### EXERCISE DESCRIPTION
Please print the records below exactly as they are written.

== INPUT

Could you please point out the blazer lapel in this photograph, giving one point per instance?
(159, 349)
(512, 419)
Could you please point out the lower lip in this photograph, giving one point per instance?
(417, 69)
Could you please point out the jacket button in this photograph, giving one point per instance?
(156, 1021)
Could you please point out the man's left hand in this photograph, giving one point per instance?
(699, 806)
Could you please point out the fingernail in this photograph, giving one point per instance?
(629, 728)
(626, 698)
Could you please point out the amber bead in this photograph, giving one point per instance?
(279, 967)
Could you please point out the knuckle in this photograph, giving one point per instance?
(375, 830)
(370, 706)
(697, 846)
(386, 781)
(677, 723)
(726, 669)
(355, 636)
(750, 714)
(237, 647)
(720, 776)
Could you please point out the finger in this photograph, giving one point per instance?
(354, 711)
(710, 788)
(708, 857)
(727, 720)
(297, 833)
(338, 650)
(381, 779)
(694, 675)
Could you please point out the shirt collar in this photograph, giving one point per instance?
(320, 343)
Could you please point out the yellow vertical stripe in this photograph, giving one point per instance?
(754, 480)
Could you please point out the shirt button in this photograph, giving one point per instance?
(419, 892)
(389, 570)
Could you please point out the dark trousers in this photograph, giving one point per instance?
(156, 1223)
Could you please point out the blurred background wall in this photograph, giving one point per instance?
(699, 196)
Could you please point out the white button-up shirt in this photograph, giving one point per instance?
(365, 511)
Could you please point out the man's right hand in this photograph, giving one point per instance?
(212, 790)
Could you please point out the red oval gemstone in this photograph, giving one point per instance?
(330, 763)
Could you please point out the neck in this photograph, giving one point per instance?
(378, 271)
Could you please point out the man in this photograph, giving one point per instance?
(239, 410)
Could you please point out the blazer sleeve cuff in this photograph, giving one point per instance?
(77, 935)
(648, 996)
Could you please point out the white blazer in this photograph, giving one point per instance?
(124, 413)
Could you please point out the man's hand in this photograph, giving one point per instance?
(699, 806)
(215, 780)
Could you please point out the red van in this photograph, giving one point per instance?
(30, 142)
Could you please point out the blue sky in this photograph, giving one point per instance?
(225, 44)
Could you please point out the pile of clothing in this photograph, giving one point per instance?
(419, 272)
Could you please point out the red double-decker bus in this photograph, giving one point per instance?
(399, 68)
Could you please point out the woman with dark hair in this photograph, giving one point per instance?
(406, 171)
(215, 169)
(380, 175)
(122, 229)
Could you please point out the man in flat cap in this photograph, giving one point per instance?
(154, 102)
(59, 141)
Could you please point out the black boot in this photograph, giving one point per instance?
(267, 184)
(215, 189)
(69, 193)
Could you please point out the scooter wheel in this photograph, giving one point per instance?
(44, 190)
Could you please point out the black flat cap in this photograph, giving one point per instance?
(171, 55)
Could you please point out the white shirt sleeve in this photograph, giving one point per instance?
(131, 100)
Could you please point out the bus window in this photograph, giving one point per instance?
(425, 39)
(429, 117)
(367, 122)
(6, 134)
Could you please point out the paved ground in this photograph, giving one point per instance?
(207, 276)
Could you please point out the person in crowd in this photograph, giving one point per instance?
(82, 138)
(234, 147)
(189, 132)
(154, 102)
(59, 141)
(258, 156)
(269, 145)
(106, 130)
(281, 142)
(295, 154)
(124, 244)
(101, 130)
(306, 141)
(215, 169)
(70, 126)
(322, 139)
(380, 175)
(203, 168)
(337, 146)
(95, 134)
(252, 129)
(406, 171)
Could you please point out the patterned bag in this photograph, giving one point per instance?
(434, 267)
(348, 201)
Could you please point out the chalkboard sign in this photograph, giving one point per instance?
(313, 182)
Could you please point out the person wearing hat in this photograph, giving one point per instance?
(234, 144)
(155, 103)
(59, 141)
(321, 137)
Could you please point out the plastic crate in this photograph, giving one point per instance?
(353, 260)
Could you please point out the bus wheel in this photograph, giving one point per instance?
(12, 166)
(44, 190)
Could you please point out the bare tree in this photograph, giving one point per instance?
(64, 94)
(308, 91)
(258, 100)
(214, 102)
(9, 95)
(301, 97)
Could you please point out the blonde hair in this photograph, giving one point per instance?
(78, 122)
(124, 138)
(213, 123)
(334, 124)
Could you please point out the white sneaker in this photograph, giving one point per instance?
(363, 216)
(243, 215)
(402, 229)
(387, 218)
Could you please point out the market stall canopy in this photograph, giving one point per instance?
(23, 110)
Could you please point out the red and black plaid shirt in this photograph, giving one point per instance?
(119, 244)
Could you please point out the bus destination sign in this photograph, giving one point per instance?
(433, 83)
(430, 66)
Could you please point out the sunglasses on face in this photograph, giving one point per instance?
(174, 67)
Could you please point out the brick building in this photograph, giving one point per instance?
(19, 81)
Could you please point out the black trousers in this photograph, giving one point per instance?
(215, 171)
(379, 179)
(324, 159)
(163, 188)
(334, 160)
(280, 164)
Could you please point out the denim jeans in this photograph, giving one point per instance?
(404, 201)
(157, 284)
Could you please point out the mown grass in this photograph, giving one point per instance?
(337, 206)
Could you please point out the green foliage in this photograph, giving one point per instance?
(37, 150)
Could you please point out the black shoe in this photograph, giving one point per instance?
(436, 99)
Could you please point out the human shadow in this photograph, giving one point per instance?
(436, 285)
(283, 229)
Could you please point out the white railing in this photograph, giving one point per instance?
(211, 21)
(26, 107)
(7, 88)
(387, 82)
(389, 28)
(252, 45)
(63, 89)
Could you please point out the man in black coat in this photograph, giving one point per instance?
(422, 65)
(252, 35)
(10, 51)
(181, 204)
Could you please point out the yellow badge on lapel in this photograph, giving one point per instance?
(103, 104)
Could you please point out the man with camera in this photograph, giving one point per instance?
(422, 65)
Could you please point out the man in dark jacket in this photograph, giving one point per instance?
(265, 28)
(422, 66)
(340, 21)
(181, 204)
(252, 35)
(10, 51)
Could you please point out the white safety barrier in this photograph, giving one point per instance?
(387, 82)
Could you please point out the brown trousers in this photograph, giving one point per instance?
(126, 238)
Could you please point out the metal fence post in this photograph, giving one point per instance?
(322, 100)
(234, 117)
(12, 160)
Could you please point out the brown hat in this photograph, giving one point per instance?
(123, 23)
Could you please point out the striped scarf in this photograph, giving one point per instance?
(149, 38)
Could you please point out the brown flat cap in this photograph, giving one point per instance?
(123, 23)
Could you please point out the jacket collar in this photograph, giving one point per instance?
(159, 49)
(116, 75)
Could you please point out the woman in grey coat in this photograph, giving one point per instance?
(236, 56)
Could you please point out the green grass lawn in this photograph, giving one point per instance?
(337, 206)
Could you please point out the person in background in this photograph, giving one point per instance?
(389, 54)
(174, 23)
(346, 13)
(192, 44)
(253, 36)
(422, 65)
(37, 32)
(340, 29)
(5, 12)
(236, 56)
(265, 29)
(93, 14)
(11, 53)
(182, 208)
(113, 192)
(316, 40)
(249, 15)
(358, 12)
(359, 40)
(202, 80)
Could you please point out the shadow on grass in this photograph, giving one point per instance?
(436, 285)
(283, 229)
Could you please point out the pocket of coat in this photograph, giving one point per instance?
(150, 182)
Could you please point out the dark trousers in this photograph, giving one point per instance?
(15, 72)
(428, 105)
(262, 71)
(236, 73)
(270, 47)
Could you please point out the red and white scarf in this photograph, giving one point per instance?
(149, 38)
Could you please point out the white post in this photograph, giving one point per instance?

====

### SOLUTION TO THE EXERCISE
Could you please point out the blazer lapel in this photograph, giving one point per instance?
(159, 349)
(512, 419)
Could you please point out the lower lip in this photograph, giving one point per instance?
(417, 69)
Could you please point out the jacket button in this photograph, giving one point per instance?
(156, 1021)
Could you please point out the man's left hand in this photograph, giving one point per instance?
(699, 806)
Could you please point out the fingernail in this photograph, giving one point per instance?
(629, 728)
(626, 698)
Could you please point out the amber bead in this photograph, giving one point per instance?
(279, 967)
Could you please point out the knuckle in this photograph, giving one point per instance?
(375, 830)
(370, 706)
(697, 846)
(386, 781)
(677, 723)
(726, 669)
(355, 636)
(750, 714)
(237, 647)
(720, 776)
Could you please point out the finger in this photograph, giving one point per instance?
(354, 711)
(710, 788)
(708, 857)
(727, 720)
(297, 833)
(338, 650)
(381, 779)
(694, 675)
Could you please point out the shirt collar in this photograph, giving one point per instance?
(320, 343)
Could you please point out the yellow vertical stripe in this photograph, giving one point per instance?
(754, 480)
Could you please point out the shirt button in this photograph, giving one point per instance?
(419, 892)
(389, 570)
Could you please point out the dark trousers in this photograph, giving one point per instance?
(156, 1223)
Could you please point out the blurred background wall in this photograph, giving one point per instance?
(699, 196)
Could you please point out the white button-up shirt in this photograph, giving one point per instance?
(365, 511)
Could you please point out the man's right hand in this photograph, giving one point per instance?
(212, 790)
Could you please point out the red oval gemstone in this photograph, giving one point per instance?
(330, 763)
Could you please point out the neck in this photograph, giving one point per instance?
(378, 271)
Could you please point out the man in this photograph, giving one point per instance?
(239, 410)
Could you please point out the blazer sleeve cuff in this photograph, giving one point per instance?
(77, 935)
(648, 996)
Could you please point out the white blazer in this photograph, giving one point per instance?
(124, 413)
Could you please point out the man's hand in this photograph, giving one point per instance?
(699, 806)
(215, 780)
Could you please point out the red van in this photograph, giving one point per instance?
(30, 142)
Could you please point out the blue sky in this photograph, giving one point per instance?
(225, 44)
Could you please point out the pile of clothing in this photograph, giving one point per instance?
(419, 272)
Could you please point out the red double-decker bus in this photograph, giving one point per instance?
(399, 68)
Could you please point out the woman with dark hair in this photograph, giving one point per instance?
(406, 171)
(215, 169)
(380, 175)
(122, 229)
Could you please point out the man in flat cap in this photograph, giving one point per instance?
(154, 102)
(59, 141)
Could you please point out the black boot in this photograph, giving one point per instance?
(267, 184)
(215, 189)
(69, 193)
Could you please point out the scooter wheel in this photograph, giving one point per instance?
(44, 190)
Could you please point out the black flat cap in this photograph, giving one point per instance?
(171, 55)
Could you please point out the white shirt sleeve in this photograph, giving one point per instance?
(131, 100)
Could you please point out the bus window in this photograph, giving one point per instance?
(425, 39)
(429, 117)
(367, 122)
(6, 134)
Could you please point out the paved ground in this photograph, giving one point per instance?
(207, 276)
Could you please point out the person in crowd in this photograph, giving one point per instance?
(82, 138)
(234, 147)
(189, 132)
(154, 102)
(59, 141)
(258, 156)
(269, 145)
(106, 130)
(281, 142)
(295, 154)
(124, 244)
(101, 130)
(306, 141)
(215, 169)
(70, 126)
(322, 139)
(380, 175)
(203, 168)
(337, 146)
(95, 134)
(252, 129)
(406, 171)
Could you please point out the patterned bag in this photograph, giving one point per instance?
(434, 267)
(348, 201)
Could you please point out the chalkboard sign in this photograph, giving one point per instance?
(313, 182)
Could you please point out the person wearing hat in this photograph, giving one point per instance?
(234, 144)
(155, 103)
(59, 141)
(321, 137)
Could you please point out the plastic crate in this photograph, giving one point per instance?
(353, 260)
Could you please point out the bus wheel in this photograph, giving one point per instance?
(12, 166)
(44, 190)
Could you please point out the bare tree in this photograph, giving one point per instance?
(64, 94)
(308, 91)
(258, 100)
(214, 102)
(9, 95)
(301, 97)
Could you please point out the blonde hair in this photograph, giving one point per instance?
(78, 122)
(124, 138)
(213, 123)
(334, 124)
Could you please point out the white sneaker in this photograph, giving one point per instance?
(363, 216)
(243, 215)
(402, 229)
(387, 218)
Could you please point out the market stall canopy in this photograph, giving one point per instance?
(23, 110)
Could you please point out the red and black plaid shirt in this photograph, giving one point per instance?
(119, 244)
Could you please point out the bus destination sign in this photograph, giving one point per instance?
(433, 83)
(430, 66)
Could you please point out the sunglasses on face in this photograph, giving one point per instance?
(174, 67)
Could you please point out the brick building in this photograph, giving one point per instance?
(19, 81)
Could you please point out the black trousers in this photograph, giving one point per instance?
(215, 171)
(379, 179)
(324, 159)
(163, 188)
(334, 160)
(280, 164)
Could you please point out the denim jeans in this photograph, giving one point per instance?
(404, 201)
(157, 284)
Could you please point out the mown grass in this photograph, giving one point per instance?
(337, 206)
Could you please point out the green foliage in this photograph, giving one point per instance?
(37, 150)
Could you please point out the black shoe in this photograph, giving one point per instance?
(436, 99)
Could you please point out the human shadow in this photograph, giving one point per instance?
(436, 285)
(283, 229)
Could you please point out the white railing in this photograph, giving one point per instance?
(211, 21)
(26, 107)
(7, 88)
(387, 82)
(389, 28)
(252, 45)
(63, 89)
Could you please point out the man in black coat in this photograph, giving one point per instance?
(422, 65)
(252, 35)
(10, 51)
(181, 204)
Could you please point out the yellow badge on lapel in this photograph, giving one point per instance?
(103, 104)
Could you please point out the man with camera in this photograph, giving one point per instance?
(422, 65)
Could you please point out the man in dark jacket in this photograph, giving one point per instance?
(265, 28)
(422, 66)
(340, 21)
(181, 204)
(252, 35)
(10, 51)
Could you please point out the white safety barrier in this photograph, giving one point per instance?
(387, 82)
Could you please point out the brown trousers in this photograph, giving one point per instance?
(126, 238)
Could you please point out the metal fence post in this photograph, giving one point per instance?
(322, 100)
(234, 117)
(12, 160)
Could you please point out the brown hat in this photograph, giving one point per instance?
(123, 23)
Could you please point out the striped scarf in this photograph, giving one point per instance?
(149, 38)
Could you please point out the brown flat cap in this photograph, giving one point per instance?
(123, 23)
Could you please point out the jacket collar in this photograph, giving one point per instance?
(159, 49)
(116, 75)
Could you please point out the woman in grey coat in this photograph, giving one point per instance?
(236, 56)
Could you please point out the green grass lawn in this photograph, giving one point per instance?
(337, 206)
Could you please point out the person in background in this photograph, giving one point per instance?
(389, 54)
(174, 23)
(346, 13)
(192, 44)
(253, 36)
(422, 65)
(37, 32)
(340, 29)
(5, 12)
(236, 56)
(265, 29)
(93, 14)
(11, 53)
(182, 208)
(113, 192)
(316, 40)
(249, 15)
(358, 12)
(359, 40)
(202, 80)
Could you please point out the shadow on grass in this photograph, giving one point per instance?
(436, 285)
(283, 229)
Could you please point out the pocket of coat in this photograph, giving one point per instance?
(150, 182)
Could you please point out the dark trousers in this photograph, giving one point per instance?
(15, 72)
(428, 105)
(262, 71)
(236, 73)
(270, 47)
Could you please point out the red and white scarf in this photograph, giving one point per instance?
(149, 38)
Could you please point out the white post in this photograph, giving one point per instance?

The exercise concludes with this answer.